* [AIM OF THE EXERCISE]: Rewrite the stretch of entries below, from the line containing "If you could mark the glowing" through the end of the entries, as a two-column CSV with the header fields "text" and "answer". Give one row per entry, with its text and its answer each in a single quoted field and every line break replaced by a space.
::: RECORDS TO USE
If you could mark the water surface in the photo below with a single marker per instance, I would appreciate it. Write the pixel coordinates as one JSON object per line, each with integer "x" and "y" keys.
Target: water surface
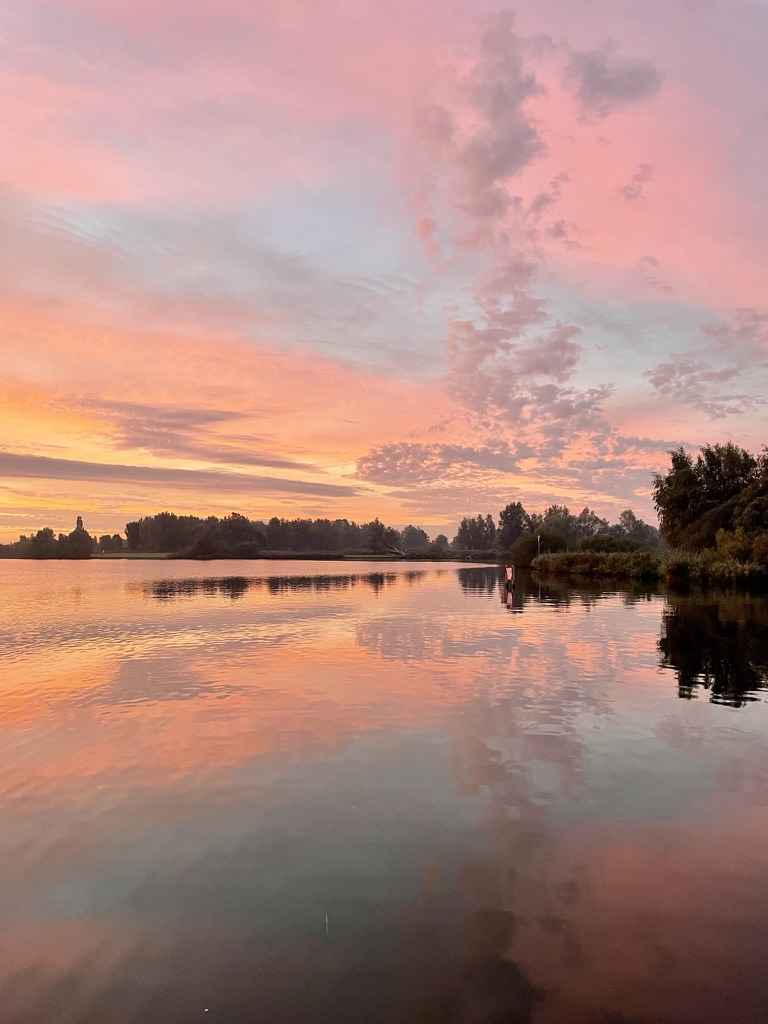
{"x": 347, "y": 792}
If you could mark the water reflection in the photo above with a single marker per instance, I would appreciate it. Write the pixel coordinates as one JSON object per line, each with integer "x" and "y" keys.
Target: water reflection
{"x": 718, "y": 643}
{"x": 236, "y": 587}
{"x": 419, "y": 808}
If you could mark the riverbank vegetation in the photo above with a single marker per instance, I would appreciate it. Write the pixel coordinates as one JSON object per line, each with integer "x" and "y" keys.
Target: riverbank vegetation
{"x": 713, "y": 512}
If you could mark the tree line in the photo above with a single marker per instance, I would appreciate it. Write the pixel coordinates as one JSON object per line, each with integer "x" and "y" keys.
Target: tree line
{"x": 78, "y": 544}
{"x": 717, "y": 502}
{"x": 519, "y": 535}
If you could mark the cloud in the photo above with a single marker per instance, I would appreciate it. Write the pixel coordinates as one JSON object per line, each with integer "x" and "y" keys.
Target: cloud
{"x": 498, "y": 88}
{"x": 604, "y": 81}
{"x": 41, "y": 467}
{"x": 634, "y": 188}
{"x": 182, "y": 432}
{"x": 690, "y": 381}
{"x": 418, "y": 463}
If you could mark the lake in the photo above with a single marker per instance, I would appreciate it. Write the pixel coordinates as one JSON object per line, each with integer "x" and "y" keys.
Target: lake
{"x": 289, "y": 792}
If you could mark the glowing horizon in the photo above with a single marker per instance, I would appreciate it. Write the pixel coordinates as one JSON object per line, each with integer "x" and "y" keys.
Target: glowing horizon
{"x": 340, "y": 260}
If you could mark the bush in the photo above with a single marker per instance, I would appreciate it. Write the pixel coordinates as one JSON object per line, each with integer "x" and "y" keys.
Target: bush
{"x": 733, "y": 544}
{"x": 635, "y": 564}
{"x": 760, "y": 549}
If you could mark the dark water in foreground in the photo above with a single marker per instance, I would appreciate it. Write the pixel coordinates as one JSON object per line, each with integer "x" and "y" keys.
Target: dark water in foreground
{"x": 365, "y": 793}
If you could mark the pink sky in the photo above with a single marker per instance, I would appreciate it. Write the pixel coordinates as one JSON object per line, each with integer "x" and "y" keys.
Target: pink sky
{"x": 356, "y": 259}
::::::
* [EXERCISE RESPONSE]:
text,answer
"If you could mark the glowing horizon in the photo above with a single marker per instance, I would appreciate it. Write the pixel coordinates as one JSON object per line, each with integer ""x"" and ""y"" keys. Target: glowing horizon","{""x"": 340, ""y"": 260}"
"If you could mark the bush in the photo above with a single marker per instance, I would appreciate it. Write the pixel coordinates as one JSON object per line, each with integer ""x"" and ""y"" keys. Target: bush","{""x"": 733, ""y"": 544} {""x"": 635, ""y"": 564} {""x"": 760, ""y"": 549}"
"If you could mark the dark water in foreground in the photo above with a single marker per instance, I would appreciate it. Write the pixel coordinates as one JSON object per line, each with integer ""x"" and ""y"" keys. Target: dark water in foreground","{""x"": 365, ""y"": 793}"
"If you could mark the pink sky in the photo above with a single marker per instance, I would appreciate it. Write the pixel coordinates as one JSON object per line, each with integer ""x"" and ""y"" keys. Target: pink sky","{""x"": 356, ""y"": 259}"